• [Excerpted text]:

>>>>>

Example data for the STREAM workflow can be downloaded from dropbox: Stream Example Data
Ref: Nestorowa, S. et al. A single-cell resolution map of mouse hematopoietic stem and progenitor cell differentiation. Blood 128, e20-31 (2016).

Example data for this step in the workflow is available as stream_epg_result.pkl.

Requirements

GenePattern 3.9.11 or later (dockerized).

Parameters

Inputs and Outputs

Name Description
data file* A STREAM pkl file containing an annotated AnnData matrix of gene expression data/td>
output filename* The output filename prefix.

Elastic Principal Graph

Name Description
epg trimming radius* Maximal distance from a node to the points it controls in the embedding.
epg alpha* Alpha parameter of the penalized elastic energy.
epg beta* Beta parameter of the penalized elastic energy.
epg lambda* Lambda parameter used to compute the elastic energy.
epg mu* Mu parameter used to compute the elastic energy.
epg final energy* Indicate the final elastic energy associated with the configuration.

Optimize Structure

Name Description
epg max steps* The maximum number of iteration steps.
incremental number of nodes* Incremental number of nodes for elastic principal graph.

Prune Graph

Name Description
epg collapse mode* The mode used to prune the graph.Choose from {{'PointNumber','PointNumber_Extrema','PointNumber_Leaves','EdgesNumber','EdgesLength'}}. 'PointNumber': branches with less than epg_collapse_par points (points projected on the extreme points are not considered) are removed; 'PointNumber_Extrema', branches with less than epg_collapse_par (points projected on the extreme points are not considered) are removed; 'PointNumber_Leaves', branches with less than epg_collapse_par points (points projected on non-leaf extreme points are not considered) are removed.
epg collapse parameter The paramter used to control different modes.

Extend Leaf Nodes

Name Description
epg extension mode* The mode used to extend the leaves. Choose from {{'QuantDists','QuantCentroid','WeigthedCentroid'}}; 'QuantCentroid':for each leaf node, the extreme points are ordered by their distance from the node and the centroid of the points further than epg_ext_par is returned; 'WeigthedCentroid':for each leaf node, a weight is computed for each points by raising the distance to the epg_ext_par power. Larger epg_ext_par results in a bigger influence of points further than the node; 'QuantDists':for each leaf node, the extreme points are ordered by their distance from the node and the 100*epg_ext_par th percentile of the points farther than epg_ext_par is returned.
epg extension parameter The paramter used to control different modes.

Plotting

Parameters controlling the output figures.
Name Description
num componenets* The number of components to be plotted
component x* Component used for x-axis in plots
component y* Component used for y axis in plots
figure height Figure height as used in matplotlib graphs. Default=8.
figure width Figure width as used in matplotlib plots. Default=8
figure legend num columns* The number of columns that the legend has.

* - required

<<<<<

• [Exercise]: Reproduce verbatim the stretch of the STREAM parameter documentation from "Inputs and Outputs" through "Beta parameter of the penalized elastic energy.". You won't need the listing for this.

• [Extracted information]:

>>>>>

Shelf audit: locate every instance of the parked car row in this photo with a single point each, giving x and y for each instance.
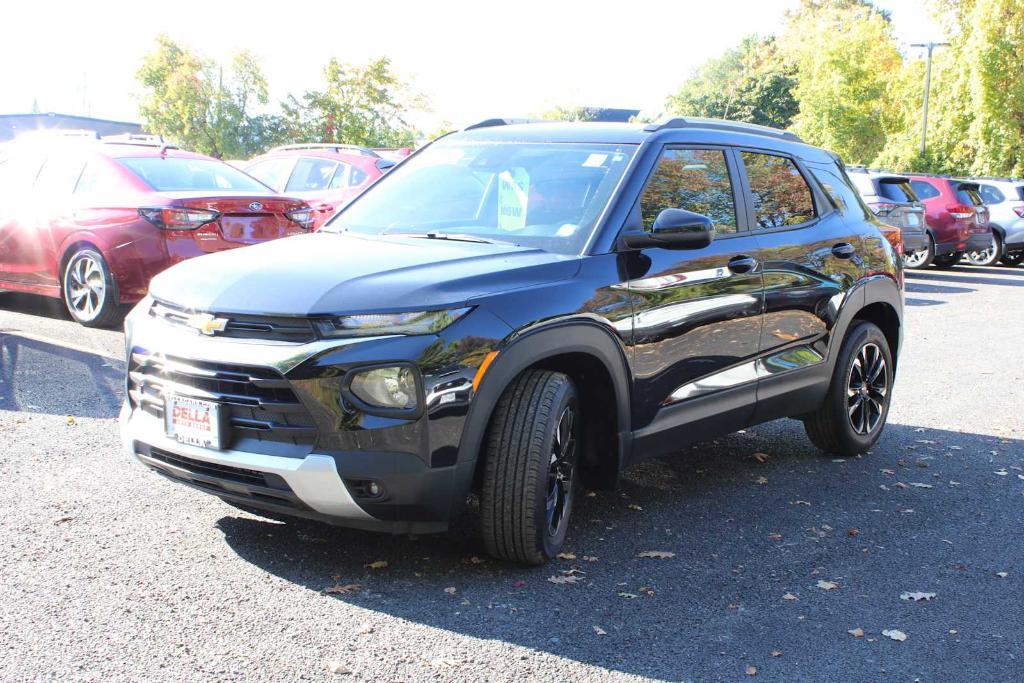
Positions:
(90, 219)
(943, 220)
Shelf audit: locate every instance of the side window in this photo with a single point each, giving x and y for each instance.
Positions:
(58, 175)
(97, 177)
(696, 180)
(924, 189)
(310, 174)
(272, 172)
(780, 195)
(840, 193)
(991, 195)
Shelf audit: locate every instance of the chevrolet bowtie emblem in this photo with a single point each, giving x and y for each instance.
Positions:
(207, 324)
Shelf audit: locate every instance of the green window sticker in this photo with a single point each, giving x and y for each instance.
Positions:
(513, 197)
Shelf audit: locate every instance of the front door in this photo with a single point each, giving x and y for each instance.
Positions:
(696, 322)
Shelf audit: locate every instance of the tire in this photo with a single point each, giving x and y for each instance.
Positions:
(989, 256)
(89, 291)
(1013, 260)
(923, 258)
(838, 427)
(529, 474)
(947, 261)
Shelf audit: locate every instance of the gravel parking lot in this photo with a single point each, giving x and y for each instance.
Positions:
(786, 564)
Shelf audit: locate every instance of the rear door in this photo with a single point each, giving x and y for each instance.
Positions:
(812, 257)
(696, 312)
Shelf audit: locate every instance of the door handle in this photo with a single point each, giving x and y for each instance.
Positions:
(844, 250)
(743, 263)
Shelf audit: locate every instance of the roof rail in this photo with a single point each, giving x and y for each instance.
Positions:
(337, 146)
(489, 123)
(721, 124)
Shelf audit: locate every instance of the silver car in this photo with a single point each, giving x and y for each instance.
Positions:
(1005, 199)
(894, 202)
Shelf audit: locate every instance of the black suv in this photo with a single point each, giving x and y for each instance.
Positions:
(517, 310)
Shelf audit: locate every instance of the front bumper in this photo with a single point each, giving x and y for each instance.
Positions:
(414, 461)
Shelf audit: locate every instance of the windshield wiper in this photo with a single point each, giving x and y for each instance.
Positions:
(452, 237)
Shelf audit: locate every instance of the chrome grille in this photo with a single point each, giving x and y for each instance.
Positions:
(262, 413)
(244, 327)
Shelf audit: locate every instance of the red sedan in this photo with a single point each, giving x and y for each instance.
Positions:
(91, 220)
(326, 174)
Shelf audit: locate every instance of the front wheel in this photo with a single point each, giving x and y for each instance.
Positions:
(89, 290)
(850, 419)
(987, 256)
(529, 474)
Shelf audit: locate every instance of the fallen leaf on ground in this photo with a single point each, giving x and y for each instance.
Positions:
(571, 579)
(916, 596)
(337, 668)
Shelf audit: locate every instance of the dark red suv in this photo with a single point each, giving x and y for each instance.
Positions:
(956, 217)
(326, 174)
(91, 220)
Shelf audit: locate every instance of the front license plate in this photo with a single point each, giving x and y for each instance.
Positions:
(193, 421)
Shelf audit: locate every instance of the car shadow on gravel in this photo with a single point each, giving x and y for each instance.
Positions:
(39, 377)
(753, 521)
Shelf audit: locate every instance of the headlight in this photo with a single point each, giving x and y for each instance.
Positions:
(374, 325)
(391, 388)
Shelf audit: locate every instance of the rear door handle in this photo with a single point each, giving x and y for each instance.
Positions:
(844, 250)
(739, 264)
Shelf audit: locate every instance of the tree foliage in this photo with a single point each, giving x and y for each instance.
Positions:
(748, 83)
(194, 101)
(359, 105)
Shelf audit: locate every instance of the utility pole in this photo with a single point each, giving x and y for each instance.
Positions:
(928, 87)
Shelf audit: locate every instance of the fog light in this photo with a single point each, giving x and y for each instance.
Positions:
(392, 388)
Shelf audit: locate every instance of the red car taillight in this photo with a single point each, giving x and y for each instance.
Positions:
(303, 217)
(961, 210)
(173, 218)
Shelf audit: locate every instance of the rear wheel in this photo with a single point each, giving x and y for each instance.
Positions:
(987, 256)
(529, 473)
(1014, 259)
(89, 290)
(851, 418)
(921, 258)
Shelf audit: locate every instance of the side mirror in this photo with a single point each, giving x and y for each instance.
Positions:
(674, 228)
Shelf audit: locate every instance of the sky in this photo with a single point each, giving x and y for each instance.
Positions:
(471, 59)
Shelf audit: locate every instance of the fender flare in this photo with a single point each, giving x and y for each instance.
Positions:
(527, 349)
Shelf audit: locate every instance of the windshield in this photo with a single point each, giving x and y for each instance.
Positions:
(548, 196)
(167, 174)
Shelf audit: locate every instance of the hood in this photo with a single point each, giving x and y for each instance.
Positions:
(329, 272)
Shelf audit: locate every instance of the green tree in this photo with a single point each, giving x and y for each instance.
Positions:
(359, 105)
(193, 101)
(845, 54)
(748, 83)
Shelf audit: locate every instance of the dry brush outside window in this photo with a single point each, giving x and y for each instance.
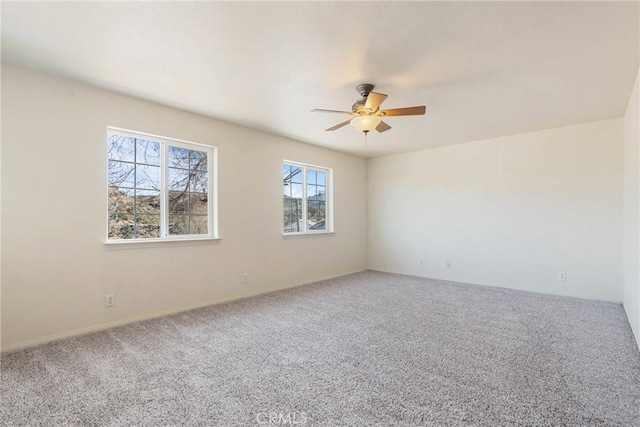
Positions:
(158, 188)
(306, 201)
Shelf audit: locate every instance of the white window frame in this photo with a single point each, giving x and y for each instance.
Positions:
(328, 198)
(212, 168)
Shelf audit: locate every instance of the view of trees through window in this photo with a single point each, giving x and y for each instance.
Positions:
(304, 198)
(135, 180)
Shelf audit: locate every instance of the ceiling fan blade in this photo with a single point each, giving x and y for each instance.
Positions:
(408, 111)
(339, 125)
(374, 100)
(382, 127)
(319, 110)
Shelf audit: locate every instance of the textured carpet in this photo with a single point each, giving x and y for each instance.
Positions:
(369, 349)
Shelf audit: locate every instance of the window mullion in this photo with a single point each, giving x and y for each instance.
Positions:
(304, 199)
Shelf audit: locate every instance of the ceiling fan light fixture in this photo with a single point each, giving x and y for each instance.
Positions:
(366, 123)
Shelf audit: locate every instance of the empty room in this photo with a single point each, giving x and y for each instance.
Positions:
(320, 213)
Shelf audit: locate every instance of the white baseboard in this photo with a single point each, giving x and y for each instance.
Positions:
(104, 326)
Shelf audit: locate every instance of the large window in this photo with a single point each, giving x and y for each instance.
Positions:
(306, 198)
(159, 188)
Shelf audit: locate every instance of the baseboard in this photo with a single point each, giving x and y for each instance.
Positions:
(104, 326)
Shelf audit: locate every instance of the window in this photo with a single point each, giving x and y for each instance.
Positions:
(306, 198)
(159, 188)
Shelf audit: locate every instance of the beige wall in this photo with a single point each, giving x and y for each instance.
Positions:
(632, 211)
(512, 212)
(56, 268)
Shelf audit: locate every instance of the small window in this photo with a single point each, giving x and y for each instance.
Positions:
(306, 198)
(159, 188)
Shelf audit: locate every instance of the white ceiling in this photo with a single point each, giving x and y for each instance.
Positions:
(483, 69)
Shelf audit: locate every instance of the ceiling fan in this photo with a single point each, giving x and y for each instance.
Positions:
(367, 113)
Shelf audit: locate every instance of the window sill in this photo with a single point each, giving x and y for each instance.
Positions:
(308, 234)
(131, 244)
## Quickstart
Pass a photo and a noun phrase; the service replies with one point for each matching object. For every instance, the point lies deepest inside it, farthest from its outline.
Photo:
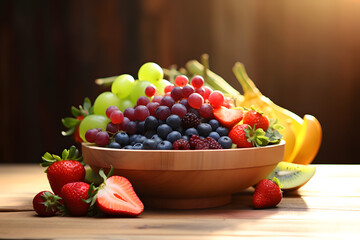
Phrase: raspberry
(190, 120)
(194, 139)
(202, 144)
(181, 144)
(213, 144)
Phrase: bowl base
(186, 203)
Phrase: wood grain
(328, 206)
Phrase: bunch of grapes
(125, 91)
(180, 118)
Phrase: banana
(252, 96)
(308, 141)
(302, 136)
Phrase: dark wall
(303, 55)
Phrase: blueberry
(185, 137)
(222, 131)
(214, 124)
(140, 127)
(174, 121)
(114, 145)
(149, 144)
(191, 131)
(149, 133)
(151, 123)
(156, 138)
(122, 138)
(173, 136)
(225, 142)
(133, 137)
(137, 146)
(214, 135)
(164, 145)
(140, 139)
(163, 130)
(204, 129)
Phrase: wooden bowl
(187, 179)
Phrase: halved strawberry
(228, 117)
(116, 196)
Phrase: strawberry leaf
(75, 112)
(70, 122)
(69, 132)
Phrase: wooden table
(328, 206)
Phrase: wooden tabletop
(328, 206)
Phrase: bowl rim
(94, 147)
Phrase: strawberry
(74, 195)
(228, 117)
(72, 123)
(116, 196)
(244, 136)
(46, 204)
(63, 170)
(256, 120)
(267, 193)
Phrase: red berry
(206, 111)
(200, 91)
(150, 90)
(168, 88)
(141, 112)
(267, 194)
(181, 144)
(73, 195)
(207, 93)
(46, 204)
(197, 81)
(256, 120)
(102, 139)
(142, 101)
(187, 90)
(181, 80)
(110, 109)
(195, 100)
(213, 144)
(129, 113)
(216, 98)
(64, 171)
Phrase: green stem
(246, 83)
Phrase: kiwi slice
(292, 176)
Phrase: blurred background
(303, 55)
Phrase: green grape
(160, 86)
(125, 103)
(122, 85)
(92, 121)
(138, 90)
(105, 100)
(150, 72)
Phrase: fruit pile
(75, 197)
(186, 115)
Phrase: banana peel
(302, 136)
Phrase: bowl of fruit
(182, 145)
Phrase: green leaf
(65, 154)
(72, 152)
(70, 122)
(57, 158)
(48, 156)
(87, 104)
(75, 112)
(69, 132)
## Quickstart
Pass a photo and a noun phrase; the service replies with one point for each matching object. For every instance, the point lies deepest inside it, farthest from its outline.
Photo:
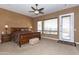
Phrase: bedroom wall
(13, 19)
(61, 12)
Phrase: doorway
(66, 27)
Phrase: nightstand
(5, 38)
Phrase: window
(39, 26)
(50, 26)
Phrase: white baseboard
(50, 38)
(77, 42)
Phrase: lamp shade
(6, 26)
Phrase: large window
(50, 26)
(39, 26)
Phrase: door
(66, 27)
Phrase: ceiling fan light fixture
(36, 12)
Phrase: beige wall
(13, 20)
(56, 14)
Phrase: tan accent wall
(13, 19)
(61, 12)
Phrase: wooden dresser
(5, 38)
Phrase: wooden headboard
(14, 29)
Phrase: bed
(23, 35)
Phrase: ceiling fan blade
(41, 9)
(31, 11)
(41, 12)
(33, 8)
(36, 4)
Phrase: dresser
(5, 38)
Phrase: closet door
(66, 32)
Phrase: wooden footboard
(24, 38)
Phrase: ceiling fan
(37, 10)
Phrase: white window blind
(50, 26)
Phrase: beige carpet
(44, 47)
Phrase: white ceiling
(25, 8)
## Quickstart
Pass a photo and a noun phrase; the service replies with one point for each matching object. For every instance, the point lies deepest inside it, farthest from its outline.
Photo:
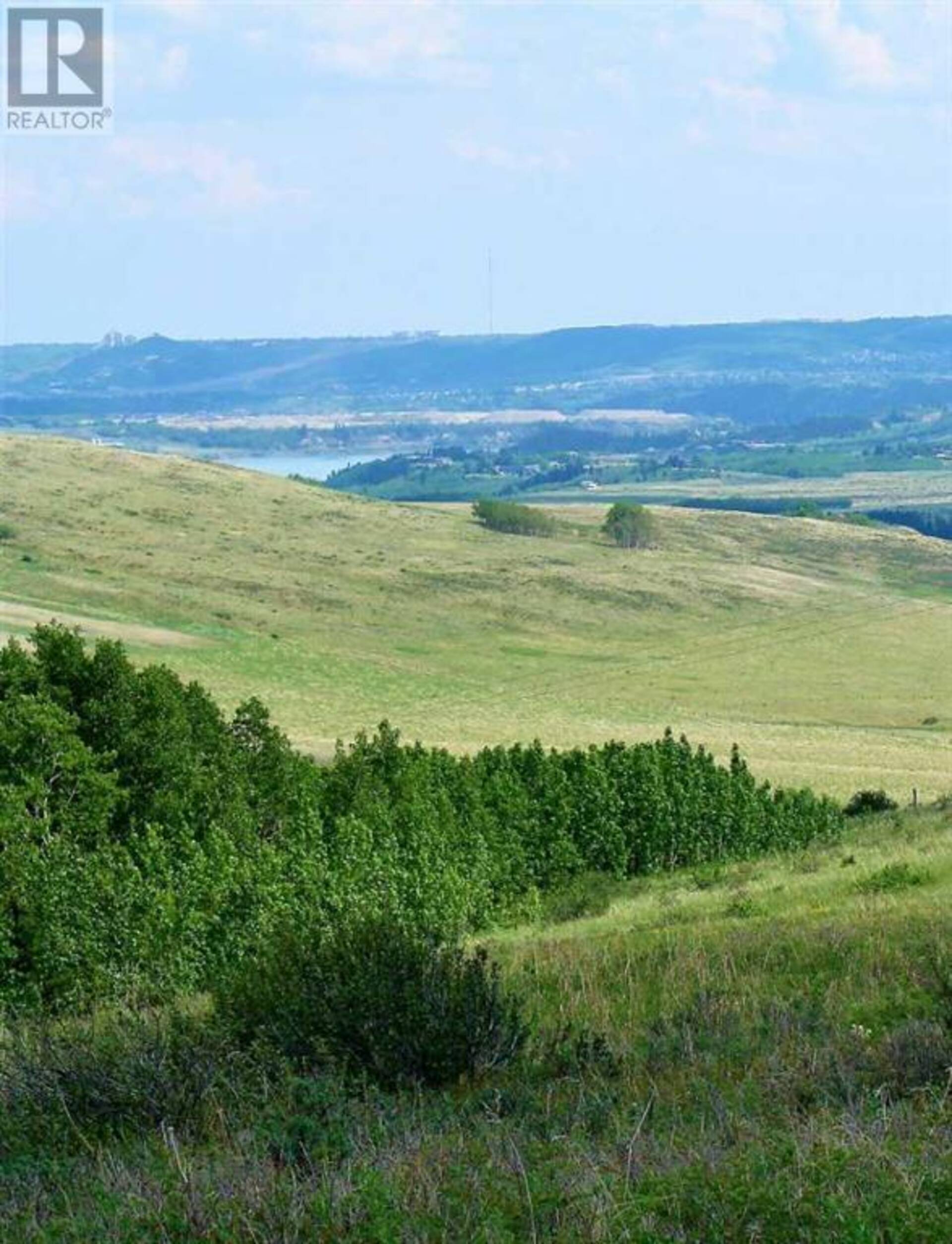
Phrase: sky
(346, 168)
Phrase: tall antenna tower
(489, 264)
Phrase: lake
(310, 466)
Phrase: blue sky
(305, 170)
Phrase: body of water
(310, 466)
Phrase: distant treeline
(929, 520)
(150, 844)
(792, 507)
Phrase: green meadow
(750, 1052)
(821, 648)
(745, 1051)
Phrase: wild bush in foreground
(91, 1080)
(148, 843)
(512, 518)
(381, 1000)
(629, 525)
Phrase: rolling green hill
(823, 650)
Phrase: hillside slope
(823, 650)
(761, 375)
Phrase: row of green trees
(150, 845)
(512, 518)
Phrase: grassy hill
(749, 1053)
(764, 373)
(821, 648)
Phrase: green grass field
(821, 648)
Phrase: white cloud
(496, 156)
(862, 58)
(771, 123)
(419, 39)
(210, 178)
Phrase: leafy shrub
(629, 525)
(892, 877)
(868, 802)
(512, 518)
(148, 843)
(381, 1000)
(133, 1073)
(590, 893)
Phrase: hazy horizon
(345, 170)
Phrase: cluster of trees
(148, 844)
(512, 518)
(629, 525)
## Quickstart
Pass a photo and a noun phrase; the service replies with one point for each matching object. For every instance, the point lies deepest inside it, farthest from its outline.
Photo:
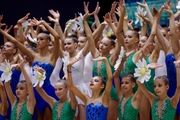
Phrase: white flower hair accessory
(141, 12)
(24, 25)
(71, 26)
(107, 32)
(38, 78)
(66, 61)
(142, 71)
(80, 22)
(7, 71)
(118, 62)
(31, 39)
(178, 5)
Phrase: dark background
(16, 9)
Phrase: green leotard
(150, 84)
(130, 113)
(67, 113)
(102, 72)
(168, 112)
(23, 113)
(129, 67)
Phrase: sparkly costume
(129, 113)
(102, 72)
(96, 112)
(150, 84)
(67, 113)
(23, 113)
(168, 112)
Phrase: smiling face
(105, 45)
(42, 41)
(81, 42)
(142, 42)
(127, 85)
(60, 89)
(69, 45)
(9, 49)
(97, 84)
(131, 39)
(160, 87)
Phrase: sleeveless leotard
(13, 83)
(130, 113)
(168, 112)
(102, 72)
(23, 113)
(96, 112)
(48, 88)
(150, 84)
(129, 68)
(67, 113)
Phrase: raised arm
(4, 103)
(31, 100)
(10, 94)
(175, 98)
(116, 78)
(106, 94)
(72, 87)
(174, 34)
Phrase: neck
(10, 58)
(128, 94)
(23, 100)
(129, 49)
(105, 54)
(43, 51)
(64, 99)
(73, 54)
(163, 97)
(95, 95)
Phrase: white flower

<<<<<

• [Answer]:
Inputs and Outputs

Name Description
data file* A STREAM pkl file containing an annotated AnnData matrix of gene expression data/td>
output filename* The output filename prefix.

Elastic Principal Graph

Name Description
epg trimming radius* Maximal distance from a node to the points it controls in the embedding.
epg alpha* Alpha parameter of the penalized elastic energy.
epg beta* Beta parameter of the penalized elastic energy.